Таким образом, русская философия органически сближает феномен жизни и феномен сознания3, подчеркивая надперсональную и творческую природу последнего как непосредственной силы мирового эволюционирующего целого. Не случайно, что именно в русской религиозной философии рубежа XIX–XX веков была разработана уже упоминавшаяся тема, в которой наука (особенно в лице физики и психологии) и религия могут найти и взаимопонимание, и стимулы к дальнейшему внутреннему развитию. Имеется в виду русская «метафизика сердца».
По мнению отечественных мыслителей, творчески разработавших это общее идейное наследие древних культур, функции сердца оказываются исключительно разнообразными: оно является и носителем нашего глубинного божественного Я, и органом нравственного самосознания, и объединителем всех способностей сознания (логических и интуитивных), и каналом связи с высшими слоями бытия, и средством проникновения в тайники чужой души, и, наконец, единственным физическим органом нашего тела, который имманентно связан с жизнью нашего духа.
Знаменательно, что современная наука сегодня экспериментально подтверждает такое исключительное значение сердца, о чем мы уже говорили на предыдущих страницах работы. Сердце является не только важнейшим физиологическим органом, но и центром психо-эмоциональной жизни личности, как показывают, например, многолетние исследования Института математики сердца в Калифорнии: «Недавние биомедицинские исследования показали, что сердце — не простая “помпа”, но очень сложный, самоорганизующийся информационный центр со своим собственным “мозгом”… Мы обосновываем, что сообщения, которые сердце шлет мозгу, влияют не только на физиологическую регуляцию, но на восприятие, эмоции, поведение и здоровье»4. Данные по операции шунтирования сердца говорят о том, что, несмотря на чисто физиологическое улучшение его работы, умственная деятельность прооперированного может серьезно ухудшаться. П.А. Флоренский, ссылаясь на мнение отцов Церкви, в свое время обратил внимание на факт, что сердце у человека разлагается в последнюю очередь, словно сконденсировав в себе жизненные силы и энергии организма1. Более того, как известно, накапливается все больше статистического материала, свидетельствующего, что человек с пересаженным сердцем приобретает черты донора, сердце которого ему пересадили.

[Собранные записи данных]
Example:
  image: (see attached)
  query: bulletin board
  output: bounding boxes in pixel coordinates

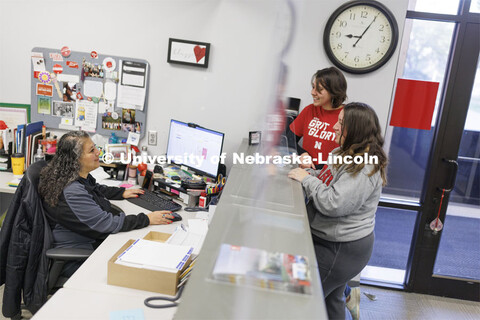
[31,47,150,138]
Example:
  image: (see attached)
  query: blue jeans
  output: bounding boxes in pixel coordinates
[343,284,352,298]
[312,232,374,320]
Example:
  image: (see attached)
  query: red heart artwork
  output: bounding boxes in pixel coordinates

- **Задание 1**
Отредактируйте текст о «метафизике сердца»: перепишите его часть между словами «По мнению отечественных» и «жизнью нашего духа.» включительно, заменив «мыслителей» на «философов».
- **Задание 2**
Подхватите текст о русской «метафизике сердца» и продолжите его, начиная после последнего приведенного предложения.

- **Ответ 1**
По мнению отечественных философов, творчески разработавших это общее идейное наследие древних культур, функции сердца оказываются исключительно разнообразными: оно является и носителем нашего глубинного божественного Я, и органом нравственного самосознания, и объединителем всех способностей сознания (логических и интуитивных), и каналом связи с высшими слоями бытия, и средством проникновения в тайники чужой души, и, наконец, единственным физическим органом нашего тела, который имманентно связан с жизнью нашего духа.

- **Ответ 2**
Можно сделать общий вывод, что в работах отечественных мыслителей XIX–XX веков были сделаны такие фундаментальные обобщения и сформулированы такие эвристические философские гипотезы, которые способны сегодня стимулировать сердечный диалог между наукой и религией — в прямом и метафорическом значении этого словосочетания. Нет сомнений, что в будущем на этой основе может развернуться и весьма продуктивный диалог между православной и буддийской религиозно-философской традициями. Думается, что и здесь тема сердца и цельности человеческого бытия окажутся наиболее плодотворными для наведения интеллектуальных и духовных мостов.